/---

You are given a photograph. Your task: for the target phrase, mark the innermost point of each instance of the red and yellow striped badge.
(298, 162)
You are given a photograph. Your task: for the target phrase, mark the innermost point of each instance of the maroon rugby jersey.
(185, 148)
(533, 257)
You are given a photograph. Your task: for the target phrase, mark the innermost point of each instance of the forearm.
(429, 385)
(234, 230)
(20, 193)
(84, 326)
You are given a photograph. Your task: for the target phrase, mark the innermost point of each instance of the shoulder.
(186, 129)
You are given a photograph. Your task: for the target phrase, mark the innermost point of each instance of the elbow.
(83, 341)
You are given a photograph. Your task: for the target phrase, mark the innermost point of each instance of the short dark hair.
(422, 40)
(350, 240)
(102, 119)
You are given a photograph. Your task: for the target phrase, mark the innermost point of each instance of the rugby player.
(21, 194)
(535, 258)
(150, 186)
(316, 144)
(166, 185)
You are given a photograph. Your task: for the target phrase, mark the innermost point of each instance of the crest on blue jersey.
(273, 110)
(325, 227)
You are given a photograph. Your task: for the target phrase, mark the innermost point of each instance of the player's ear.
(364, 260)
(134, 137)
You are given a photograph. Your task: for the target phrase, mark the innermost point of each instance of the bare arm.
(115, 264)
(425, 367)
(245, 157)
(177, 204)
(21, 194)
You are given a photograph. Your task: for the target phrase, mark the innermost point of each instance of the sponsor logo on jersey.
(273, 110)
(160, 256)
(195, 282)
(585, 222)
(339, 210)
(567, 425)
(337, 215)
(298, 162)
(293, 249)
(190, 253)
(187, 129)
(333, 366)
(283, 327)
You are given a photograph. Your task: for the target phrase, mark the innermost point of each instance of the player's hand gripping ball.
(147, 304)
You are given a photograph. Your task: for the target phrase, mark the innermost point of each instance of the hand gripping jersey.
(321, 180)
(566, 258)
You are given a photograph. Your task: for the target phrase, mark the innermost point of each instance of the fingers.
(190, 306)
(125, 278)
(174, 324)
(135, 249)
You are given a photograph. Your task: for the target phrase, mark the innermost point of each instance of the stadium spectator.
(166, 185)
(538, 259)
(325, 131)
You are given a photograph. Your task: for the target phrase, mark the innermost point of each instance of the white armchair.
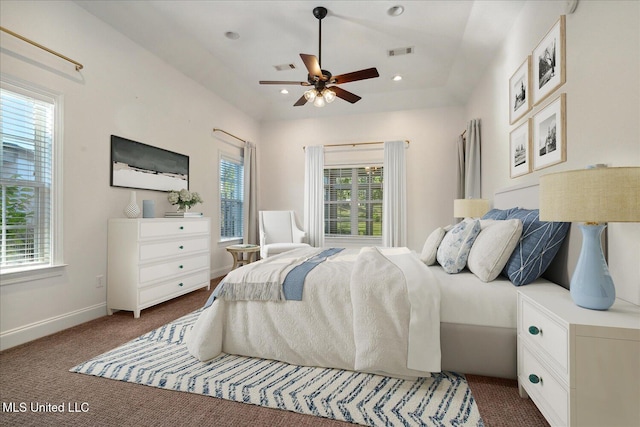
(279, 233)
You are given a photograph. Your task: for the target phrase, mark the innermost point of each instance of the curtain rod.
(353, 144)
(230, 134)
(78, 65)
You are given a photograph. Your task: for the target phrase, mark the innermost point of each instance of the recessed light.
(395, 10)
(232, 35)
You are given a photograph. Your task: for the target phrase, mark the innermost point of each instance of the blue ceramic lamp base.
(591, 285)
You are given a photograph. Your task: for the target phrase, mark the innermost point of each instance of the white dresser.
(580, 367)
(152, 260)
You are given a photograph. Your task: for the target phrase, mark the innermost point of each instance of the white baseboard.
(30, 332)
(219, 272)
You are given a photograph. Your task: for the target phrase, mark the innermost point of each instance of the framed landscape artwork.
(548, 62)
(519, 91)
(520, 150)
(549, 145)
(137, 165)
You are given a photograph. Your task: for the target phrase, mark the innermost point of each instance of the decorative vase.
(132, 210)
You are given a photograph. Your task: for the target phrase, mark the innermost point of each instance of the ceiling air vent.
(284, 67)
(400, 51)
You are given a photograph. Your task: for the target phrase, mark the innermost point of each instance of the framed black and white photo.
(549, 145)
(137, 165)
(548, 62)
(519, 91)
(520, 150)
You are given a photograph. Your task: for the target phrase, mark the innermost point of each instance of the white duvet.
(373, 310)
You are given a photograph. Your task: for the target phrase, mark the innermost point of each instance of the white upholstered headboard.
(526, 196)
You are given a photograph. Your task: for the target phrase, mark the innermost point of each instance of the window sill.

\---

» **AIM**
Reproduce the material word for word. Any pictures should be left out of the copy.

» **IN RESPONSE**
You are given a photograph. Your task: for the target phrase, mark the innermost point of each instance of the red and yellow striped badge.
(298, 162)
You are given a photograph. Your task: for the target phrase, mark the innermost point of each instance of the maroon rugby jersey.
(185, 148)
(533, 257)
You are given a photograph. Your task: for the target phrase, mark the innermost point of each instance of the forearm.
(429, 385)
(234, 230)
(20, 193)
(84, 326)
You are given a photograph. Your task: for the target phrase, mark the innermost point of each instance of the shoulder.
(186, 129)
You are given a photograph. Your task: for the target phrase, mark the innermost point of each instance of the elbow.
(83, 341)
You are given a photograph. Your task: for the target phrase, mark the innermost point of each instance of the short dark hair.
(422, 40)
(350, 240)
(102, 119)
You are given a photograph. Your task: for the target phrase, mark the innermost point of each instance of the rugby player.
(21, 194)
(535, 258)
(150, 186)
(316, 144)
(166, 185)
You are given a photograph. Your task: for the target phrase, mark the innermost point of each instance of the crest on blue jersey.
(273, 110)
(325, 227)
You are given a photograph. Your task: for the target phrase, mark the innermost point of each instance of the player's ear.
(364, 260)
(134, 137)
You are given a photograph. Your task: for the target phrase, mark the innermost point of each instance of the bare arm.
(115, 264)
(425, 367)
(245, 157)
(177, 204)
(21, 194)
You are given a photograph. Your task: for the target phrase, mark the innermost point of each instance of the sponsor logo on jersey.
(273, 110)
(160, 256)
(195, 282)
(585, 222)
(339, 210)
(567, 425)
(337, 215)
(298, 162)
(293, 249)
(190, 253)
(187, 129)
(333, 366)
(283, 327)
You are given a photograph. Your task: for the target phrase, mark the innermost point of each instance of the player's hand gripping ball.
(147, 304)
You are given a photograph. Your task: for the target phrase, mark the innermost point of each instance of the hand gripping jersey.
(321, 180)
(566, 258)
You are given a photograph. Your task: for the target phrase, mark the innermost point of each instance of the fingers.
(190, 306)
(125, 278)
(174, 324)
(135, 249)
You are given a photograph. Your task: for the target phrase, mark the innermost point of each instance of the stadium spectator.
(166, 185)
(538, 259)
(325, 131)
You are given a photograph. Your task: for the target phrase, mark the innermost point of each instance of the white armchair.
(279, 233)
You are given a photograph. Your task: for the target phrase, mark the innermost point of each instance of the curtain rod.
(353, 144)
(230, 134)
(78, 65)
You are given a photograph. Your task: for the target phrase, mark the innermost point of each instance of the recessed light.
(395, 10)
(232, 35)
You are given a photograph. Your task: for the target phrase, mark the innermost point of each instance of the blue ceramic lamp base.
(591, 285)
You are given a photograph. Your task: for the target phrase, mark the innermost point of each instance of the white dresser.
(580, 367)
(152, 260)
You are given a photograph. Your task: for the target phrase, mark the innermost point of each instance of the white baseboard.
(30, 332)
(219, 272)
You are given a photograph. Your task: for the target phrase, mark the innermost point of each instance of the framed landscape artwork.
(548, 62)
(519, 91)
(520, 150)
(549, 145)
(137, 165)
You are given a photograph. Your task: for the target phrase, mark the innermost point of each instance of the decorative vase.
(132, 210)
You are given a photograph. Your task: for the target phrase, mark the innermost point of each instance of the ceiling air vent.
(284, 67)
(400, 51)
You are given a photograph. Your task: for the target phrase, mark the innermost point of each instance of the framed black and white photo.
(549, 145)
(137, 165)
(548, 62)
(519, 91)
(520, 150)
You are given a photograph. Your task: for the target phrase, mark the innermost point of each instance of the white duvet.
(373, 310)
You are given a photograph. Your task: for the target phrase, mark the innermost point of each instance of the white upholstered headboard.
(526, 196)
You are given a photograph. Your task: for the target phrase, mark the innermost point of each instance of the window sill.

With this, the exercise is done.